• DATA FOR REVIEW:
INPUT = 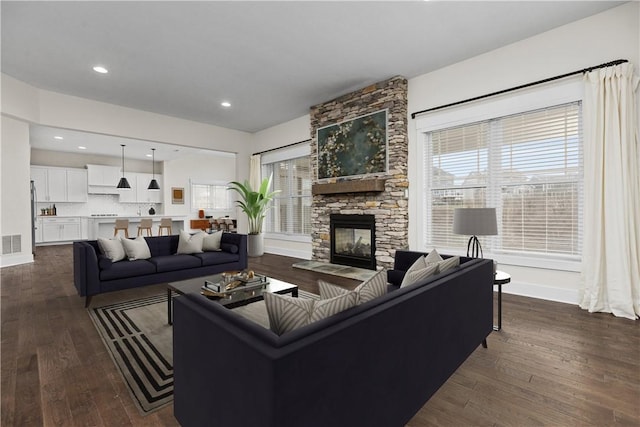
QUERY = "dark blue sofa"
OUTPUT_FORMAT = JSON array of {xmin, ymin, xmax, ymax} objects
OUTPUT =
[
  {"xmin": 73, "ymin": 233, "xmax": 247, "ymax": 307},
  {"xmin": 172, "ymin": 250, "xmax": 493, "ymax": 427}
]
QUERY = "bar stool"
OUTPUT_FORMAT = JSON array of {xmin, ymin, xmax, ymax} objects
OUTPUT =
[
  {"xmin": 158, "ymin": 217, "xmax": 173, "ymax": 236},
  {"xmin": 137, "ymin": 218, "xmax": 153, "ymax": 236},
  {"xmin": 114, "ymin": 219, "xmax": 129, "ymax": 238}
]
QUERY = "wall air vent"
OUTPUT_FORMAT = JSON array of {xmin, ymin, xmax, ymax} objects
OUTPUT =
[{"xmin": 2, "ymin": 235, "xmax": 22, "ymax": 254}]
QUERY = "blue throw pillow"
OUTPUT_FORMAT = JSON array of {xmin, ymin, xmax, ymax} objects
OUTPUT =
[{"xmin": 221, "ymin": 243, "xmax": 239, "ymax": 254}]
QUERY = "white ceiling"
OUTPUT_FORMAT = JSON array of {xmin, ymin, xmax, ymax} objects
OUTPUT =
[{"xmin": 2, "ymin": 1, "xmax": 623, "ymax": 137}]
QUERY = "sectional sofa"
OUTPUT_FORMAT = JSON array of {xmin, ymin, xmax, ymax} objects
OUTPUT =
[
  {"xmin": 73, "ymin": 233, "xmax": 247, "ymax": 307},
  {"xmin": 172, "ymin": 251, "xmax": 494, "ymax": 427}
]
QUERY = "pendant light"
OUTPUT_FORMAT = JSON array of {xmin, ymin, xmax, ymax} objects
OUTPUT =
[
  {"xmin": 116, "ymin": 144, "xmax": 131, "ymax": 189},
  {"xmin": 148, "ymin": 148, "xmax": 160, "ymax": 190}
]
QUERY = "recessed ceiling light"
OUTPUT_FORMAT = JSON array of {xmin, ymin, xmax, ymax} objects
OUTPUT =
[
  {"xmin": 93, "ymin": 65, "xmax": 108, "ymax": 74},
  {"xmin": 54, "ymin": 136, "xmax": 63, "ymax": 140},
  {"xmin": 78, "ymin": 146, "xmax": 87, "ymax": 150},
  {"xmin": 146, "ymin": 154, "xmax": 153, "ymax": 158},
  {"xmin": 221, "ymin": 101, "xmax": 231, "ymax": 108}
]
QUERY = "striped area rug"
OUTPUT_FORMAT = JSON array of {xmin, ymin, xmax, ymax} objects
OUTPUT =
[{"xmin": 88, "ymin": 289, "xmax": 316, "ymax": 415}]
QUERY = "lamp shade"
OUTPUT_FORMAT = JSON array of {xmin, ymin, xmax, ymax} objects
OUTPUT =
[
  {"xmin": 117, "ymin": 177, "xmax": 131, "ymax": 189},
  {"xmin": 453, "ymin": 208, "xmax": 497, "ymax": 236},
  {"xmin": 147, "ymin": 179, "xmax": 160, "ymax": 190}
]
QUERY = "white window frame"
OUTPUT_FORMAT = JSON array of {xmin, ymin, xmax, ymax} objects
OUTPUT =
[
  {"xmin": 261, "ymin": 143, "xmax": 312, "ymax": 243},
  {"xmin": 415, "ymin": 81, "xmax": 583, "ymax": 271}
]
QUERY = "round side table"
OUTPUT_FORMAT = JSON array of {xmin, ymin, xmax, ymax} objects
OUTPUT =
[{"xmin": 493, "ymin": 270, "xmax": 511, "ymax": 331}]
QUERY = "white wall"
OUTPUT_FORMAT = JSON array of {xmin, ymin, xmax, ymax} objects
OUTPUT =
[
  {"xmin": 1, "ymin": 116, "xmax": 33, "ymax": 266},
  {"xmin": 252, "ymin": 115, "xmax": 311, "ymax": 153},
  {"xmin": 407, "ymin": 2, "xmax": 640, "ymax": 304}
]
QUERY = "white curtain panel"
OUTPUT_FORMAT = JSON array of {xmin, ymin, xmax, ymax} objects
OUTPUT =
[
  {"xmin": 249, "ymin": 154, "xmax": 261, "ymax": 191},
  {"xmin": 580, "ymin": 63, "xmax": 640, "ymax": 320}
]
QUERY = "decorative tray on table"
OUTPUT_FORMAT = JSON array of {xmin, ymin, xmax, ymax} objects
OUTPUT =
[{"xmin": 200, "ymin": 271, "xmax": 269, "ymax": 298}]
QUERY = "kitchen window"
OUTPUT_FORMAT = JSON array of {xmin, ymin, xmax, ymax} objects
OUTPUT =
[{"xmin": 191, "ymin": 182, "xmax": 232, "ymax": 212}]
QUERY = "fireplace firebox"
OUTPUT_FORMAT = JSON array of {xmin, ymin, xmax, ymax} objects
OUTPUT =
[{"xmin": 330, "ymin": 214, "xmax": 376, "ymax": 270}]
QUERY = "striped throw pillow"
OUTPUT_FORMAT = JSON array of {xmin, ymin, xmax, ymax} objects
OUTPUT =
[
  {"xmin": 438, "ymin": 256, "xmax": 460, "ymax": 274},
  {"xmin": 318, "ymin": 269, "xmax": 387, "ymax": 306},
  {"xmin": 405, "ymin": 255, "xmax": 427, "ymax": 275},
  {"xmin": 353, "ymin": 269, "xmax": 387, "ymax": 304},
  {"xmin": 318, "ymin": 280, "xmax": 350, "ymax": 299},
  {"xmin": 424, "ymin": 249, "xmax": 444, "ymax": 265},
  {"xmin": 400, "ymin": 263, "xmax": 439, "ymax": 288},
  {"xmin": 264, "ymin": 291, "xmax": 357, "ymax": 336}
]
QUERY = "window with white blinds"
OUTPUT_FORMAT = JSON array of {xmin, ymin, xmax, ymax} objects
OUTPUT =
[
  {"xmin": 191, "ymin": 182, "xmax": 232, "ymax": 211},
  {"xmin": 262, "ymin": 156, "xmax": 312, "ymax": 236},
  {"xmin": 425, "ymin": 102, "xmax": 583, "ymax": 259}
]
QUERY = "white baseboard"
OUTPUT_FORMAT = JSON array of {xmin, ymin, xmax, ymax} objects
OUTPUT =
[
  {"xmin": 0, "ymin": 253, "xmax": 34, "ymax": 268},
  {"xmin": 264, "ymin": 245, "xmax": 312, "ymax": 260},
  {"xmin": 501, "ymin": 280, "xmax": 580, "ymax": 305}
]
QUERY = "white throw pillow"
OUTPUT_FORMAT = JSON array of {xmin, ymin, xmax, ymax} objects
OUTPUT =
[
  {"xmin": 424, "ymin": 248, "xmax": 444, "ymax": 265},
  {"xmin": 400, "ymin": 263, "xmax": 439, "ymax": 288},
  {"xmin": 97, "ymin": 237, "xmax": 126, "ymax": 262},
  {"xmin": 202, "ymin": 230, "xmax": 223, "ymax": 251},
  {"xmin": 121, "ymin": 236, "xmax": 152, "ymax": 260},
  {"xmin": 437, "ymin": 256, "xmax": 460, "ymax": 274},
  {"xmin": 177, "ymin": 230, "xmax": 204, "ymax": 254},
  {"xmin": 264, "ymin": 291, "xmax": 357, "ymax": 336}
]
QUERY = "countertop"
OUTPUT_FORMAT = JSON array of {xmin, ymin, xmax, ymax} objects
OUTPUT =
[{"xmin": 38, "ymin": 215, "xmax": 187, "ymax": 219}]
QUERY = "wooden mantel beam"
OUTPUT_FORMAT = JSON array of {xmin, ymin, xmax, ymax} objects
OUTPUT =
[{"xmin": 311, "ymin": 178, "xmax": 386, "ymax": 195}]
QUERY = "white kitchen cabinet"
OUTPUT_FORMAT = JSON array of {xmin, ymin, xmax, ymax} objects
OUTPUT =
[
  {"xmin": 40, "ymin": 217, "xmax": 82, "ymax": 242},
  {"xmin": 118, "ymin": 173, "xmax": 163, "ymax": 203},
  {"xmin": 47, "ymin": 168, "xmax": 67, "ymax": 201},
  {"xmin": 87, "ymin": 164, "xmax": 122, "ymax": 194},
  {"xmin": 87, "ymin": 164, "xmax": 122, "ymax": 186},
  {"xmin": 31, "ymin": 166, "xmax": 88, "ymax": 202},
  {"xmin": 66, "ymin": 169, "xmax": 88, "ymax": 202}
]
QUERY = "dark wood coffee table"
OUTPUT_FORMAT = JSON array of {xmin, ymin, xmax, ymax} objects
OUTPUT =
[{"xmin": 167, "ymin": 273, "xmax": 298, "ymax": 325}]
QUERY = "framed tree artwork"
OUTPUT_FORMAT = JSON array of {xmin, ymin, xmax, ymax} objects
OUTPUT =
[{"xmin": 317, "ymin": 109, "xmax": 388, "ymax": 180}]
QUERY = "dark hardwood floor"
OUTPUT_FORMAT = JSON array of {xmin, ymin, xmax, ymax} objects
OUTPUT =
[{"xmin": 1, "ymin": 245, "xmax": 638, "ymax": 426}]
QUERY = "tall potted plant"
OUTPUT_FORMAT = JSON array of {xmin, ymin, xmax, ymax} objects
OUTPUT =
[{"xmin": 228, "ymin": 175, "xmax": 279, "ymax": 257}]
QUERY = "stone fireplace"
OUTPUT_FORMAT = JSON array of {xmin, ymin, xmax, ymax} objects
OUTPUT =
[
  {"xmin": 310, "ymin": 76, "xmax": 409, "ymax": 270},
  {"xmin": 330, "ymin": 214, "xmax": 376, "ymax": 270}
]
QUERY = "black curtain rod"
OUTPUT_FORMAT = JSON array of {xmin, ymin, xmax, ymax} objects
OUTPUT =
[
  {"xmin": 411, "ymin": 59, "xmax": 629, "ymax": 119},
  {"xmin": 252, "ymin": 138, "xmax": 311, "ymax": 156}
]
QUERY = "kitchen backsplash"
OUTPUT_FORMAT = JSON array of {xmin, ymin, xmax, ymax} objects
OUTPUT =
[{"xmin": 37, "ymin": 194, "xmax": 160, "ymax": 217}]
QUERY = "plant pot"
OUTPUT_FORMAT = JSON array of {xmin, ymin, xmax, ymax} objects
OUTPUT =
[{"xmin": 247, "ymin": 233, "xmax": 264, "ymax": 257}]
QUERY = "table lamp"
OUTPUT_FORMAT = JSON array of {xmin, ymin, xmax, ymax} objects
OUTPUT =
[{"xmin": 452, "ymin": 208, "xmax": 497, "ymax": 258}]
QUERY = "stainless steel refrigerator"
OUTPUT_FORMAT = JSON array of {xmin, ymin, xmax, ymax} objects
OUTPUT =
[{"xmin": 30, "ymin": 180, "xmax": 37, "ymax": 256}]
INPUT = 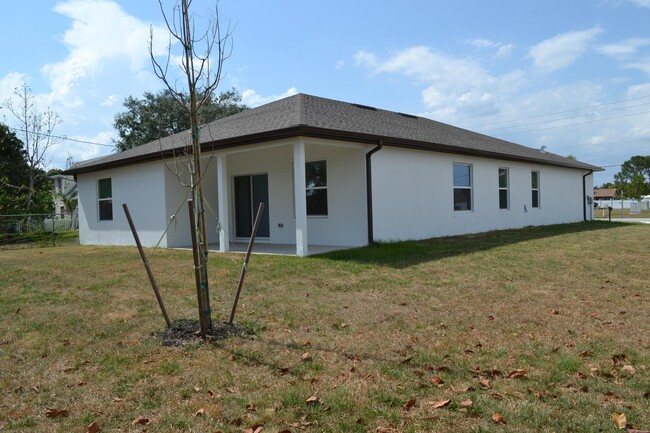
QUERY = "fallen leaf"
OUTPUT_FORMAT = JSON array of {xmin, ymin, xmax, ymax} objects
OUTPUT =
[
  {"xmin": 550, "ymin": 309, "xmax": 560, "ymax": 315},
  {"xmin": 132, "ymin": 416, "xmax": 150, "ymax": 426},
  {"xmin": 491, "ymin": 392, "xmax": 504, "ymax": 400},
  {"xmin": 492, "ymin": 412, "xmax": 507, "ymax": 425},
  {"xmin": 460, "ymin": 399, "xmax": 473, "ymax": 407},
  {"xmin": 300, "ymin": 352, "xmax": 312, "ymax": 362},
  {"xmin": 479, "ymin": 378, "xmax": 492, "ymax": 389},
  {"xmin": 112, "ymin": 397, "xmax": 124, "ymax": 403},
  {"xmin": 86, "ymin": 421, "xmax": 100, "ymax": 433},
  {"xmin": 612, "ymin": 354, "xmax": 628, "ymax": 365},
  {"xmin": 226, "ymin": 387, "xmax": 236, "ymax": 394},
  {"xmin": 430, "ymin": 376, "xmax": 445, "ymax": 386},
  {"xmin": 246, "ymin": 403, "xmax": 257, "ymax": 412},
  {"xmin": 611, "ymin": 412, "xmax": 626, "ymax": 429},
  {"xmin": 429, "ymin": 399, "xmax": 451, "ymax": 409},
  {"xmin": 45, "ymin": 408, "xmax": 69, "ymax": 418},
  {"xmin": 31, "ymin": 385, "xmax": 39, "ymax": 393},
  {"xmin": 193, "ymin": 386, "xmax": 201, "ymax": 393},
  {"xmin": 506, "ymin": 369, "xmax": 527, "ymax": 379},
  {"xmin": 306, "ymin": 393, "xmax": 321, "ymax": 404},
  {"xmin": 402, "ymin": 398, "xmax": 417, "ymax": 411},
  {"xmin": 194, "ymin": 408, "xmax": 205, "ymax": 416},
  {"xmin": 400, "ymin": 356, "xmax": 413, "ymax": 364},
  {"xmin": 621, "ymin": 365, "xmax": 636, "ymax": 375}
]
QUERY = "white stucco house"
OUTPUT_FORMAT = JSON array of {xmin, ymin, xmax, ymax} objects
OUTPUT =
[{"xmin": 65, "ymin": 93, "xmax": 601, "ymax": 256}]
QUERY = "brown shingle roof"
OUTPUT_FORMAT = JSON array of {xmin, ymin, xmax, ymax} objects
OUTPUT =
[
  {"xmin": 66, "ymin": 93, "xmax": 603, "ymax": 175},
  {"xmin": 593, "ymin": 188, "xmax": 619, "ymax": 199}
]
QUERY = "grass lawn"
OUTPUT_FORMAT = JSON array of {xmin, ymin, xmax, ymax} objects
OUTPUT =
[
  {"xmin": 0, "ymin": 221, "xmax": 648, "ymax": 433},
  {"xmin": 594, "ymin": 206, "xmax": 650, "ymax": 219}
]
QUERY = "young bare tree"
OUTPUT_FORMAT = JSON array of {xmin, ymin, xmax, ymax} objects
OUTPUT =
[
  {"xmin": 4, "ymin": 83, "xmax": 62, "ymax": 216},
  {"xmin": 150, "ymin": 0, "xmax": 233, "ymax": 335}
]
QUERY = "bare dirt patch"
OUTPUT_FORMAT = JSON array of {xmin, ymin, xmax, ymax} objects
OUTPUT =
[{"xmin": 159, "ymin": 319, "xmax": 255, "ymax": 346}]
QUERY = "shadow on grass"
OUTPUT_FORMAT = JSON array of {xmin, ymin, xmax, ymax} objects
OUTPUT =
[{"xmin": 316, "ymin": 221, "xmax": 629, "ymax": 269}]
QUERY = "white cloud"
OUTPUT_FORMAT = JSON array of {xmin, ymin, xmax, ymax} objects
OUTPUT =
[
  {"xmin": 241, "ymin": 87, "xmax": 299, "ymax": 107},
  {"xmin": 353, "ymin": 51, "xmax": 378, "ymax": 69},
  {"xmin": 495, "ymin": 43, "xmax": 514, "ymax": 59},
  {"xmin": 354, "ymin": 46, "xmax": 525, "ymax": 123},
  {"xmin": 50, "ymin": 130, "xmax": 115, "ymax": 169},
  {"xmin": 100, "ymin": 94, "xmax": 119, "ymax": 107},
  {"xmin": 529, "ymin": 27, "xmax": 602, "ymax": 73},
  {"xmin": 42, "ymin": 0, "xmax": 170, "ymax": 107},
  {"xmin": 467, "ymin": 39, "xmax": 499, "ymax": 49},
  {"xmin": 628, "ymin": 0, "xmax": 650, "ymax": 7},
  {"xmin": 466, "ymin": 39, "xmax": 513, "ymax": 59},
  {"xmin": 597, "ymin": 38, "xmax": 650, "ymax": 57},
  {"xmin": 335, "ymin": 59, "xmax": 345, "ymax": 70}
]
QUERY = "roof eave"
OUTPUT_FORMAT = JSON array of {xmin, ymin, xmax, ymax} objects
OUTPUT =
[{"xmin": 65, "ymin": 125, "xmax": 603, "ymax": 175}]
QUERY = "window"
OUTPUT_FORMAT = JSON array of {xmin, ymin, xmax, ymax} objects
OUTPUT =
[
  {"xmin": 98, "ymin": 178, "xmax": 113, "ymax": 221},
  {"xmin": 531, "ymin": 171, "xmax": 540, "ymax": 208},
  {"xmin": 453, "ymin": 163, "xmax": 472, "ymax": 211},
  {"xmin": 306, "ymin": 160, "xmax": 328, "ymax": 216},
  {"xmin": 498, "ymin": 168, "xmax": 509, "ymax": 210}
]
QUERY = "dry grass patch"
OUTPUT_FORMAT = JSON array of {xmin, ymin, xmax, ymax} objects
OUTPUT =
[{"xmin": 0, "ymin": 221, "xmax": 649, "ymax": 432}]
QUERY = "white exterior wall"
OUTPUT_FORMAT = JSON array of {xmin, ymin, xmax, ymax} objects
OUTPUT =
[
  {"xmin": 223, "ymin": 140, "xmax": 367, "ymax": 247},
  {"xmin": 77, "ymin": 161, "xmax": 168, "ymax": 247},
  {"xmin": 163, "ymin": 158, "xmax": 220, "ymax": 248},
  {"xmin": 372, "ymin": 147, "xmax": 591, "ymax": 242}
]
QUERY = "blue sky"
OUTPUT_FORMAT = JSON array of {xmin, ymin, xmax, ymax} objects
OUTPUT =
[{"xmin": 1, "ymin": 0, "xmax": 649, "ymax": 186}]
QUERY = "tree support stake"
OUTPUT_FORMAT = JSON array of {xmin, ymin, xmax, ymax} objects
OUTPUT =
[{"xmin": 122, "ymin": 203, "xmax": 172, "ymax": 328}]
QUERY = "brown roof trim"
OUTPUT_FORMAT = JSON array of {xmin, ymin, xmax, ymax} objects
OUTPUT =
[{"xmin": 68, "ymin": 124, "xmax": 601, "ymax": 175}]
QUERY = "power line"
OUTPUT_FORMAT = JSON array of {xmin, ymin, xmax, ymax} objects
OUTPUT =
[
  {"xmin": 8, "ymin": 126, "xmax": 114, "ymax": 148},
  {"xmin": 473, "ymin": 93, "xmax": 650, "ymax": 129},
  {"xmin": 494, "ymin": 109, "xmax": 650, "ymax": 136},
  {"xmin": 482, "ymin": 101, "xmax": 650, "ymax": 134}
]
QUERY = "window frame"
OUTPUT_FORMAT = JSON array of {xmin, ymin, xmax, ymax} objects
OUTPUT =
[
  {"xmin": 305, "ymin": 160, "xmax": 328, "ymax": 217},
  {"xmin": 498, "ymin": 167, "xmax": 509, "ymax": 210},
  {"xmin": 531, "ymin": 171, "xmax": 540, "ymax": 209},
  {"xmin": 98, "ymin": 178, "xmax": 113, "ymax": 221},
  {"xmin": 453, "ymin": 163, "xmax": 473, "ymax": 212}
]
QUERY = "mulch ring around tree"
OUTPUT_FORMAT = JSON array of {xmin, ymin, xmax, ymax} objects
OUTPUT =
[{"xmin": 159, "ymin": 319, "xmax": 256, "ymax": 347}]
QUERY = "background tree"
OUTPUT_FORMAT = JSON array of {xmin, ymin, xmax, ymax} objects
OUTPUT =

• TASK GOAL: Pick each line holding the word "striped" out of the listing.

• ANSWER TO THIS PROBLEM:
QUERY = "striped area rug"
QUERY = "striped throw pillow"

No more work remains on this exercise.